● やることリスト
(1) Terra DroneのHRの変遷を語る本文で、かぎかっこ「」に入っている語句はどれですか。同じ語句は一度だけ挙げ、かっこ内の補足もそのまま含めてください。
(2) Terra DroneのHRの変遷を語る本文を、最後の文の後から書き継いでください。

● 本文
··········

Terra DroneのHRの変遷と未来
初めまして。
Terra Drone人事兼広報マネージャーの宮本です。
当社は、「空から、世界を進化させる」をミッションに掲げ、市場黎明期から、世界各地域でドローンや空飛ぶクルマ等のエアモビリティを活用した、空の産業革命を各産業で推し進めてきました。今後、2040年には160兆円規模になると見込まれる、エアモビリティ領域で世界No.1を目指します。(Terra Droneのこれからについてはこちら)
本noteでは、上記ゴールを見据え、”Terra Drone HRの変遷と未来”について、お話が出来ればと思います。
① これまでのHRの取り組み
創業~シリーズA期は、PMF(プロダクトマーケットフィット=提供しているサービスや商品が、顧客の課題を解決できる適切な市場で受け入れられている状態)が経営戦略上の最優先事項でした。
このフェーズでは、ドローン市場の黎明期であり、とにかく現場に赴き、顧客のニーズを探索し、「顧客に提供できる価値は何か」を定義することが求められます。そのためHR領域では、事業の収益化に向け、①代表徳重のビジョンとリーダーシップを原動力とする組織の「熱狂」の状態の創出、②PMFを実現する突破力の強い「0→1」を得意とする人材の採用と育成、に徳重自ら注力していました。
・徳重のビジョン(HPより)
上記ポイントを少し振り返ってみたいと思います。
1.【2016年シード期】代表徳重のビジョンへ「熱狂」と収益化に向けた探索(社員12名)
当時、創業事業である「ドローン測量事業(=建設業界における現場作業のデジタル化を進める事業)」のPMFに向けた探索を行っていました。営業が土木現場に赴き、ドローンを飛行、その後の解析やレポート納品まで、幅広く対応し、顧客価値の定義を行っていた時期でした。
(現在は、プロのドローンパイロットが社内におりますが、当時は営業が1000万円以上するドローンを何度か墜落させるなど、失敗を繰り返しながら今のサービスに成長してきました)

··········

● 記載一覧
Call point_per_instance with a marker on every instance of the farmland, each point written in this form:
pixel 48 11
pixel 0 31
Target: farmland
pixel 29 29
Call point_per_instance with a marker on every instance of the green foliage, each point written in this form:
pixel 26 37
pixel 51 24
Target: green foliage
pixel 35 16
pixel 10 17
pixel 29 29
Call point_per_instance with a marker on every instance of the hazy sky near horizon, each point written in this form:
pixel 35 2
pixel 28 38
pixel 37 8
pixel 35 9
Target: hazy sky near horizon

··········

● 課題ごとの解答
(1)
・空から、世界を進化させる
・顧客に提供できる価値は何か
・熱狂
・0→1
・ドローン測量事業(=建設業界における現場作業のデジタル化を進める事業)

(2)
徳重のリーダーシップのもと、ビジョンである「新産業で、世界で勝つ日本発ベンチャーの創出」に共感する、突破力の強い「0→1」社員(社内用語である、Gritの造語で”グリグリ感”を持つ社員)が原動力となり、徐々に売上の見通しが立ってきた時期でした。
当時の社員は、取締役の関が日本統括を行い、10名(インターン生含む)程度。少人数のため、徳重のビジョンがそのままカルチャーとなり、徳重自ら社員の育成を行っていました。経営上、まずは事業を軌道に乗せることが最優先で、外的要因への投資は必要最低限。当時の組織を表す言葉は、「質実剛健」「質素倹約」であったかと思います。
2.【~2020年シードからシリーズA期】PMFの成功とグローバルでの体制構築(社員12→30名)
この時期に、測量事業の主力プロダクトである、自社製レーザードローン「Terra Lidar」のPMFに成功。同時に、根本の思想である、日本発グローバルベンチャーを輩出するべく、テラ流の群戦略(=海外の有望なドローン企業のM&Aを通じた急速な海外展開)を実施。一気に、国内外で事業展開を行います。
この段階では、海外で「子会社の経営スキル」「英語力」「非連続の成長を得意とする人材」等の採用難易度が極めて高い人材が必要になります。それに伴い、希望するエース社員を中心に海外に赴任し、配置転換を実施(最大時は7-8名の駐在員がいました)。現地の経営を任せる中で、市場では採用が難しい人材へ代表自ら育成し、幹部へ登用していきます。
国内事業は、新規で、PMFとスケールが出来る「0→1」「1→10」の両輪を行う人材採用を一気に進めることで、事業のスケールが進み、事業が黒字化していきました。
人数が12→30名に増える中で、少しずつカルチャーを希薄化させない取り組みが必要になります。このタイミングで組織崩壊が起きてしまい、初めて経営陣により、行動指針「Terra Way」の明文化を行いました。また、コーポレートに1名配置しましたが、管理部門全ての領域が管轄であり、まだ手探りの状況で、採用はエージェント経由がメイン。次期成長に向け、コーポレート部門の分業化が進んでいきます。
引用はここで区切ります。